> [Your objective]:
Can you copy the data below, starting at the line that contains "Task: in the photo above, where can the pool coping" and ending at the line that contains "x=46, y=307", with both ends and the request kept? Scale each coordinate in the answers by 1.8, round to whole numbers with halves going up, and return only those lines.

> [Supplied records]:
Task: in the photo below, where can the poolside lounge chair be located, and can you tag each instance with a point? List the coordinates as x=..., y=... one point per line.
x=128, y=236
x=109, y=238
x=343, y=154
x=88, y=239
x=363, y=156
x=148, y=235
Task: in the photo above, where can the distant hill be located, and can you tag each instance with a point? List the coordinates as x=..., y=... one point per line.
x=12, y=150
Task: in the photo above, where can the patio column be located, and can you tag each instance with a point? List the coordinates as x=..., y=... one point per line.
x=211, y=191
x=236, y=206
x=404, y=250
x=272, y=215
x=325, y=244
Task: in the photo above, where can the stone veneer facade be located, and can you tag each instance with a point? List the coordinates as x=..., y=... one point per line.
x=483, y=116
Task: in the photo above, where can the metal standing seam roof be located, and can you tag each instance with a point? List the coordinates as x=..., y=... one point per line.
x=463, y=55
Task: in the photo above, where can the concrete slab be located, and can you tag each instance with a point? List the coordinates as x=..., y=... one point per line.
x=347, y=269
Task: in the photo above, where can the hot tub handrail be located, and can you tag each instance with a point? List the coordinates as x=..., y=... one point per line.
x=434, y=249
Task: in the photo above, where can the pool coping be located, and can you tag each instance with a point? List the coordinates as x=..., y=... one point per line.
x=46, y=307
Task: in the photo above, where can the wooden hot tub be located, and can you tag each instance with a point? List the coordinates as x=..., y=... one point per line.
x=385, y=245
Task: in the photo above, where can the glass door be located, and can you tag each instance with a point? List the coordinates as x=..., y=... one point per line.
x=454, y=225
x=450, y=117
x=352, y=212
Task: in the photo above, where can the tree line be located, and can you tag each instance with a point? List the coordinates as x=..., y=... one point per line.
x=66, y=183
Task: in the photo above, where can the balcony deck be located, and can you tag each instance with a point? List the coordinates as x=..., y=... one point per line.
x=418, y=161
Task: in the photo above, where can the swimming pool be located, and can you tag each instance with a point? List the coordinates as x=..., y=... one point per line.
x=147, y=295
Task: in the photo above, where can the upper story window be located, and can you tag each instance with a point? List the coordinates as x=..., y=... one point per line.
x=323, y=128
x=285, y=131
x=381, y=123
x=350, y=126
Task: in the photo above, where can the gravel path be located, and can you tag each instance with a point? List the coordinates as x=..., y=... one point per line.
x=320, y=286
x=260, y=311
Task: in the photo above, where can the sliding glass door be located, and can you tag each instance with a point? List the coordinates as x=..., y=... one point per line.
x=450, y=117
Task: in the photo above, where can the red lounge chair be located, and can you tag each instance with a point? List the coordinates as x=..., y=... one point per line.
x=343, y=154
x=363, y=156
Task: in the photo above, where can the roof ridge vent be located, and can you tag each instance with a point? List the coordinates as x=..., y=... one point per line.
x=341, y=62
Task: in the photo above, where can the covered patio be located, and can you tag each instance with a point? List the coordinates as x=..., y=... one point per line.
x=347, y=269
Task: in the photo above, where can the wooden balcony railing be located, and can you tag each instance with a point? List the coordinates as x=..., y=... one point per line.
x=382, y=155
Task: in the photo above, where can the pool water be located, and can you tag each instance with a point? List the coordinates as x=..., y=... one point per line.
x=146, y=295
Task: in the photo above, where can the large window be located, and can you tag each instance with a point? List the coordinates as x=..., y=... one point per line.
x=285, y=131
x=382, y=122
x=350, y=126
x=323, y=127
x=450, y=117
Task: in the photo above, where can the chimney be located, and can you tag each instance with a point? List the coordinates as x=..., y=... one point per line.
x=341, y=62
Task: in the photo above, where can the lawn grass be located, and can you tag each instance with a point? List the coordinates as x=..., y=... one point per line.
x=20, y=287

> [Written answer]:
Task: in the photo above, where can the pool coping be located, and can you tag each instance with a point? List the coordinates as x=..., y=... one point per line.
x=83, y=553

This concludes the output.